> **ENTRIES**
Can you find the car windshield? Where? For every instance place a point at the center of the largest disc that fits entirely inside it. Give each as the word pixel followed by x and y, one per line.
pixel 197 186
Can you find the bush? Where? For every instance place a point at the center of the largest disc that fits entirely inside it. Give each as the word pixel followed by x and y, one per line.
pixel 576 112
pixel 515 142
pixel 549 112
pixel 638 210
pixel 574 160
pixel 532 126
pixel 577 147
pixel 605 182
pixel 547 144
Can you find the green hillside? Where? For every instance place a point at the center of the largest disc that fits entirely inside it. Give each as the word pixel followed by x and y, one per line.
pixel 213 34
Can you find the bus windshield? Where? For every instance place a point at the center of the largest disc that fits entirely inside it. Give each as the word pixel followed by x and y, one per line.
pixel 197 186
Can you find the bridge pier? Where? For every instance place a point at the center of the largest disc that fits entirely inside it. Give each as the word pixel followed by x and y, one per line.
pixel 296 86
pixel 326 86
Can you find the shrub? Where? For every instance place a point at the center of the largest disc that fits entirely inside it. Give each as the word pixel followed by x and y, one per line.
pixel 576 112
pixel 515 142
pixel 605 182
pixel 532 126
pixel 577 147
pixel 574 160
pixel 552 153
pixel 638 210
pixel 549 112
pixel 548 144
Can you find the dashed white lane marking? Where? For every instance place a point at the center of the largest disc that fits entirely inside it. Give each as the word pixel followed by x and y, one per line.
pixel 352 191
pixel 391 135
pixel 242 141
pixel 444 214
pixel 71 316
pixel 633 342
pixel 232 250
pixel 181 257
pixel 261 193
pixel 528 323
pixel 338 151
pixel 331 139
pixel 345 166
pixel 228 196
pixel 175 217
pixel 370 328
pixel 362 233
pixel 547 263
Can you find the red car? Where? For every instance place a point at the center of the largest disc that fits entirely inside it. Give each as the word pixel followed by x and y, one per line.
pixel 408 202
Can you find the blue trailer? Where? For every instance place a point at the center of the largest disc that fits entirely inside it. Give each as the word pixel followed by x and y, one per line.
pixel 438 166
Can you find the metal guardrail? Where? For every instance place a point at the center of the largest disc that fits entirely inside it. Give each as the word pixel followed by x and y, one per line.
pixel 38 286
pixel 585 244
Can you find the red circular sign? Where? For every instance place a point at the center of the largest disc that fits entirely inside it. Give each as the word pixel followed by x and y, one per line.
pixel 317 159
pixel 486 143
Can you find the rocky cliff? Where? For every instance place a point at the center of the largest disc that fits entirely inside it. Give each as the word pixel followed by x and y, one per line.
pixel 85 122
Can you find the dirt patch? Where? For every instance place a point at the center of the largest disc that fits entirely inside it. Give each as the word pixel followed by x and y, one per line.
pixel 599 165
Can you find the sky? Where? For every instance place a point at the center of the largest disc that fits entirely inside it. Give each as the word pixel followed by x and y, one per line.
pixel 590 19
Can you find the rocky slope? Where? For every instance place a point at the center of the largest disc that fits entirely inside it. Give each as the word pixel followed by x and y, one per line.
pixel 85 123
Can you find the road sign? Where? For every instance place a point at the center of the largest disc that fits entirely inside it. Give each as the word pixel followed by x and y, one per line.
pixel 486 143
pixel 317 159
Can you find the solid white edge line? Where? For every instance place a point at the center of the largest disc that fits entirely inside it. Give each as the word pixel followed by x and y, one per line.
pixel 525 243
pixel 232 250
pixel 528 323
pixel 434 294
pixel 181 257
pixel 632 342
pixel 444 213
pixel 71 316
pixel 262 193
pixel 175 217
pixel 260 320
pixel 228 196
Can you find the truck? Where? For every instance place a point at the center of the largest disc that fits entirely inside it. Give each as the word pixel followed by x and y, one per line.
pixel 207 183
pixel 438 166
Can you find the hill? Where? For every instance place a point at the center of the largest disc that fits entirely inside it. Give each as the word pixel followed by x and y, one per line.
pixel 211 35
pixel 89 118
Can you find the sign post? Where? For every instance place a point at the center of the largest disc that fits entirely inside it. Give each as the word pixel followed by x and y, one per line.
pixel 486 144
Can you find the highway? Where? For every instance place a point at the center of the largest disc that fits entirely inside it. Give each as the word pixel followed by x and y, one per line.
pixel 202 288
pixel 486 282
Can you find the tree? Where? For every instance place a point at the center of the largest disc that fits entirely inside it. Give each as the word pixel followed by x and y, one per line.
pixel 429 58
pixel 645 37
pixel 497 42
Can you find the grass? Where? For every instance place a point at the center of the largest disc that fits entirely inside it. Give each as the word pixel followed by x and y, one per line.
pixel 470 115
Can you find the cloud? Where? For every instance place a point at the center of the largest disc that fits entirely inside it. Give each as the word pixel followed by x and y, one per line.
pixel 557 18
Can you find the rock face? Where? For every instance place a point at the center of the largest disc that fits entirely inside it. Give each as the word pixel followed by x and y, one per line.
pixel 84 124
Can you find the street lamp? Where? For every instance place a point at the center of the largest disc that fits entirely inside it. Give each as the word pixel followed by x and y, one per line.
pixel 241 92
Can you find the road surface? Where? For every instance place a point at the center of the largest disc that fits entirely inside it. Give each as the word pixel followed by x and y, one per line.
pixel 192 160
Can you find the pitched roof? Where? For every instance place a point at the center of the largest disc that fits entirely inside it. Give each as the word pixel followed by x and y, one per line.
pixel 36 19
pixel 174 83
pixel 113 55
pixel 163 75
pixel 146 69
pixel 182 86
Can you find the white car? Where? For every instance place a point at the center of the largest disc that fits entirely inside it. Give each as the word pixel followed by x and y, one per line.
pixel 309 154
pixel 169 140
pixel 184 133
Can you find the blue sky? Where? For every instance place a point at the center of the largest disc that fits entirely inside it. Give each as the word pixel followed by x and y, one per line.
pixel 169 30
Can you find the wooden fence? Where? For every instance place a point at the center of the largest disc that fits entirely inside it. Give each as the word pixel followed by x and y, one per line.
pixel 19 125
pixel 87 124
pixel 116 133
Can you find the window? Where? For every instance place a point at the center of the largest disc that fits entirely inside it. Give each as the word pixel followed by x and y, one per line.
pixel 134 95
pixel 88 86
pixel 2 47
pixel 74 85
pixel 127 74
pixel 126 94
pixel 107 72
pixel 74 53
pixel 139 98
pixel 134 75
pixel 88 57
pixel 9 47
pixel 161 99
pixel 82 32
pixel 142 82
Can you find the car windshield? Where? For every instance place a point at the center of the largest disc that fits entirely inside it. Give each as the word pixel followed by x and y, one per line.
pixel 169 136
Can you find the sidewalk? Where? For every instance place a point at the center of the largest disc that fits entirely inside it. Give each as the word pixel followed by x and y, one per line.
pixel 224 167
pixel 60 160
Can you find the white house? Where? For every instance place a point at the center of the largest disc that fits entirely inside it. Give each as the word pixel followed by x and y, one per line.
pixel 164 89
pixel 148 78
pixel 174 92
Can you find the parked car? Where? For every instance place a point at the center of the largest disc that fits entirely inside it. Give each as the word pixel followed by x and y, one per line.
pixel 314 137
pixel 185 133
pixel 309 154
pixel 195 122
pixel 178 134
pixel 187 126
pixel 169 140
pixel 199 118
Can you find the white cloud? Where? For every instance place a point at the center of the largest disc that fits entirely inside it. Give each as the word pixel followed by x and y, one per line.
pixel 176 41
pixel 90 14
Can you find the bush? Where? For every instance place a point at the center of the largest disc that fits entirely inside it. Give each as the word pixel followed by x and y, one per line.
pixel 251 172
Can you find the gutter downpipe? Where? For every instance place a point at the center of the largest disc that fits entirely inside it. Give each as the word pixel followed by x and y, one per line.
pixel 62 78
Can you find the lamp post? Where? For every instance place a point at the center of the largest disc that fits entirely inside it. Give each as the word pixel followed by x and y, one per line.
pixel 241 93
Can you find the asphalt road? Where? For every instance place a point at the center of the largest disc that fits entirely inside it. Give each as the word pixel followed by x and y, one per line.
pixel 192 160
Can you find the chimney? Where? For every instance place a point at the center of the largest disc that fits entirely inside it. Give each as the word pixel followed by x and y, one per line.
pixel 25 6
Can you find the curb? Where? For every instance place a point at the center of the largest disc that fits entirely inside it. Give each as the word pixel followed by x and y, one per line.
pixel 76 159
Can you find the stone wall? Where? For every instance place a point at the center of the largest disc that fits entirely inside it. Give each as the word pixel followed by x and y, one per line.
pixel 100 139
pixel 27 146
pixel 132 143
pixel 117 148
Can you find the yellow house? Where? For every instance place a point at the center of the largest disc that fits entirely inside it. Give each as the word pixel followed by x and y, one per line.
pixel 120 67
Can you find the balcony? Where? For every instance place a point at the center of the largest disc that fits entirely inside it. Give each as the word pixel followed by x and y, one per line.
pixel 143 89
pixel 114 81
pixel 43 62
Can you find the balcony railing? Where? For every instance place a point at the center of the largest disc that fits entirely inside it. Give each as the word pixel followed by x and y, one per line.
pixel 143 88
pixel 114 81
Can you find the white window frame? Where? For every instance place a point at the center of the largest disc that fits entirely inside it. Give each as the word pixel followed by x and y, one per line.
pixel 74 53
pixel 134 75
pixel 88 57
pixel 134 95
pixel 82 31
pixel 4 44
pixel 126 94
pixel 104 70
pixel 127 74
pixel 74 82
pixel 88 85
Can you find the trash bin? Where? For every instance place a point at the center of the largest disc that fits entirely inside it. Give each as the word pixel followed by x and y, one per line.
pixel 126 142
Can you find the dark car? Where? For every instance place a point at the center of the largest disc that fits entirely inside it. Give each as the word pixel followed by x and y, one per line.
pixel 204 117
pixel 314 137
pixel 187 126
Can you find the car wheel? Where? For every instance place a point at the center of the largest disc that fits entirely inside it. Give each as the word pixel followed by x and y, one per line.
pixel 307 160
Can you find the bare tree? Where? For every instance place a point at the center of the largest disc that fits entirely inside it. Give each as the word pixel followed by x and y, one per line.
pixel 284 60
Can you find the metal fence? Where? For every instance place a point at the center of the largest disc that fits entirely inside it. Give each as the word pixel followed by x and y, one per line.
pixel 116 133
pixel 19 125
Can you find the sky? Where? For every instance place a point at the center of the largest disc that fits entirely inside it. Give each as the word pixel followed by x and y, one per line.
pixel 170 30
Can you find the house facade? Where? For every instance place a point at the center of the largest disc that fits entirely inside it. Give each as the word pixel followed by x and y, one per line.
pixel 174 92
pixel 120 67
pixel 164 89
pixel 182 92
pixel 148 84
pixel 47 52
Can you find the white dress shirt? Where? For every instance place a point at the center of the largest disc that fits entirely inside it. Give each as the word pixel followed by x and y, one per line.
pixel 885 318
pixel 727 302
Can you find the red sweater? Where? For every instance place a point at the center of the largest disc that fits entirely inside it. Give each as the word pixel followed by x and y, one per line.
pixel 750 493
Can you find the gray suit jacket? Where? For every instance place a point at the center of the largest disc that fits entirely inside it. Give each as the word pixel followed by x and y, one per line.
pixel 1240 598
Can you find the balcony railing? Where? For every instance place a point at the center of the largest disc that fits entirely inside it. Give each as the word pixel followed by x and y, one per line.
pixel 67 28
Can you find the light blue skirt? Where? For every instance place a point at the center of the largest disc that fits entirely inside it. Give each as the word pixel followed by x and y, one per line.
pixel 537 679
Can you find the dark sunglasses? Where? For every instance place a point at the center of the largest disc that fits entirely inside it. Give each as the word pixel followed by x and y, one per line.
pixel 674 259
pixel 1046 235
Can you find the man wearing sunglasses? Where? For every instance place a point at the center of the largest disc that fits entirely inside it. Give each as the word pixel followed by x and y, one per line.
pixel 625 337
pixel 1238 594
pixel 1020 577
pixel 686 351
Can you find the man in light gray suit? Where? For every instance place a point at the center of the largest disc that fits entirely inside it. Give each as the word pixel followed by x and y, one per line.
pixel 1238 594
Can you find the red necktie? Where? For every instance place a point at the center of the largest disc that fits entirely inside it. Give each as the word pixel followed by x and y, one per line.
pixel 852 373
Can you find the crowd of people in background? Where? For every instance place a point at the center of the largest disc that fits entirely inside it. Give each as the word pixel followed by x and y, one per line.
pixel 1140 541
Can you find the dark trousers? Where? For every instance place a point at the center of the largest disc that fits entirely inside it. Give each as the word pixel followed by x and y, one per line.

> **GIVEN REQUEST**
Please return, unchanged, the stretch of rows above from the line containing "Can you find the window?" through the line containing "pixel 60 160", with both of those lines included.

> **RESULT FOR THIS TASK**
Can you find the window? Where? For every instance place a point at the center of the largest disc that fits entirely inside it. Give each as the word pixel followed by x and y, one per line.
pixel 134 95
pixel 88 86
pixel 2 47
pixel 74 85
pixel 127 74
pixel 126 94
pixel 107 72
pixel 74 53
pixel 139 98
pixel 134 75
pixel 88 57
pixel 9 47
pixel 161 99
pixel 82 32
pixel 142 82
Can you find the car windshield? Where? For every instance place a point at the center of the largest disc that fits entirely inside it. Give each as the word pixel followed by x and y, one per line.
pixel 169 136
Can you find the sidewalk? Where? For every instance place a point at the center of the largest disc that fits entirely inside it. Give each as the word pixel followed by x and y, one per line.
pixel 224 167
pixel 60 160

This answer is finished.